→ GIVEN PROBLEM
Rewrite every line of the rows below as a JSON list of strings, one string per line, with blank lines omitted. Leave the pictures out of the answer.

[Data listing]
------------------------

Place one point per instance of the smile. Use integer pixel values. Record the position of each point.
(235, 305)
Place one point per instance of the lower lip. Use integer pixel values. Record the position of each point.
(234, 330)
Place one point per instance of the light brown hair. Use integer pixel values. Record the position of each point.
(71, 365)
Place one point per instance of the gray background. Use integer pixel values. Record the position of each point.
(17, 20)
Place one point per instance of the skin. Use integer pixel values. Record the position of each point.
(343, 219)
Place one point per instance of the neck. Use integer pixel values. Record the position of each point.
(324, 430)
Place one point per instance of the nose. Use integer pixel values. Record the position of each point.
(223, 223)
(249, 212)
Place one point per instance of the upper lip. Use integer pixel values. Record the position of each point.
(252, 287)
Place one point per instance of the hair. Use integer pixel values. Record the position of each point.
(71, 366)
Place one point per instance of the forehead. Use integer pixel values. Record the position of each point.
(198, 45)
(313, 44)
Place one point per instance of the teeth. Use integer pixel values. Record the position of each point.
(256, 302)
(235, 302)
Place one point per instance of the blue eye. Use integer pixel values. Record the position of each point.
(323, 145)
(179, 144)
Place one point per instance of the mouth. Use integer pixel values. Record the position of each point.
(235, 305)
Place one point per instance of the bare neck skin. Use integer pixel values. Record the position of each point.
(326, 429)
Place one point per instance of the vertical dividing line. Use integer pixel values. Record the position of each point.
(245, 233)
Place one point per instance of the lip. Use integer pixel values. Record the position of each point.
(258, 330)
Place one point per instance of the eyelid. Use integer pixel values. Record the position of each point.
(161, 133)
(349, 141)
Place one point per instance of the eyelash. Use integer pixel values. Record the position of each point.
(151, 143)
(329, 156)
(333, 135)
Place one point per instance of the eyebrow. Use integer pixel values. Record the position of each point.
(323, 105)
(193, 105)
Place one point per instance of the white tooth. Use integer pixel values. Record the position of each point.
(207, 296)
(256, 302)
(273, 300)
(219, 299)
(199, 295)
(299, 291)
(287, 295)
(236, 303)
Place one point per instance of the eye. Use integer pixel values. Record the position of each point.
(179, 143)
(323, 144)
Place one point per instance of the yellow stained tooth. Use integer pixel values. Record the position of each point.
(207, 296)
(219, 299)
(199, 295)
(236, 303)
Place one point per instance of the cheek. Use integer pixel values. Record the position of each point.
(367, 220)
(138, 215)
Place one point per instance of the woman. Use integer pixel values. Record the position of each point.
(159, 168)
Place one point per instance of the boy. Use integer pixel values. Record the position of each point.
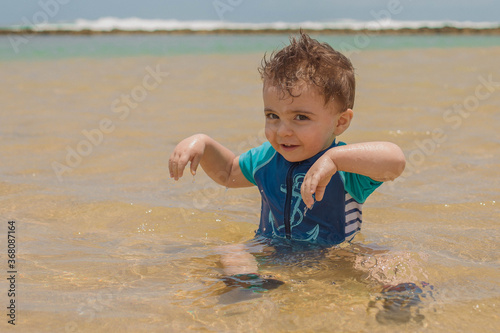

------------------------

→ WRITTEN RESPONSE
[
  "Place one point per instance of the smile. Use integer pixel values. Record the position of each point.",
  "(235, 305)",
  "Place one point per instance of the lower lip. Use integer pixel values. Record the position of each point.",
  "(234, 330)",
  "Place one point per instance of the light brown hair. Use integer pixel values. Record the position of each point.",
  "(71, 365)",
  "Place one point per instance of the gray background. Use integer pixel values. Record the position of each point.",
  "(17, 20)",
  "Place one point per instance of the skin. Use integer pixel values. Record the position of each point.",
  "(343, 219)",
  "Place one point per instance of the neck. Use integer pixel values. Record the position of each point.",
  "(324, 430)",
  "Place one point per instance of the nose. Use integer pixel values. Record the position of each point.",
  "(223, 223)",
  "(249, 212)",
  "Place one point per instance of the upper lip. Use integer pixel values. Record the position of each point.",
  "(252, 287)",
  "Place one point per instance of the hair. Use integer pixel values. Record the position of each point.",
  "(71, 366)",
  "Place one point per instance of the forehead. Use integer pixel values. Record the position of each point.",
  "(198, 45)",
  "(313, 44)",
  "Place one point per instance of the teeth. Use integer pixel values. Record the position of each point.",
  "(256, 302)",
  "(235, 302)",
  "Place one point per instance of the blue eye. Use integer pixel values. Record the position of each point.",
  "(323, 145)",
  "(179, 144)",
  "Place one point per instance of the mouth. Use integer pixel values. Record the position of each point.",
  "(235, 305)",
  "Place one point per instance of the bare neck skin. Use integer pixel values. Record the position of each point.",
  "(326, 429)",
  "Place one point per instance of the vertical dividing line. Use integer pixel values. Record the position of each point.",
  "(245, 233)",
  "Place one point per instance of the lip. Use integer pixel values. Record the position of each point.",
  "(258, 330)",
  "Place one point per instance of the eyelid. Use integer pixel values. Record the position of each point.",
  "(161, 133)",
  "(349, 141)",
  "Place one point per instance of the eyelash. Use integer pixel values. Record the position of each point.",
  "(151, 143)",
  "(329, 156)",
  "(333, 135)",
  "Place one point per instance of the eyebrow. Use integer pixel values. Record the position of each point.",
  "(323, 105)",
  "(193, 105)",
  "Place one point per instance of the white tooth. Use integer pixel values. Record the position of each point.",
  "(207, 296)",
  "(256, 302)",
  "(273, 300)",
  "(219, 299)",
  "(199, 295)",
  "(299, 291)",
  "(287, 295)",
  "(236, 303)",
  "Place one point per instance of the eye. Use integer pixel values. Record the position of each point.",
  "(179, 143)",
  "(323, 144)",
  "Place one point per instance of the yellow stained tooth. Use integer pixel values. Record the position of each point.",
  "(207, 296)",
  "(219, 299)",
  "(199, 295)",
  "(236, 303)",
  "Place one point per instance of the cheek. Use integer pixel values. Record the position of each point.",
  "(367, 220)",
  "(138, 215)",
  "Place one point per instance of the woman. Use integer pixel values. Record the position of each point.",
  "(159, 168)",
  "Place one point per instance of the boy. Use integer pixel values. Record the position of each point."
]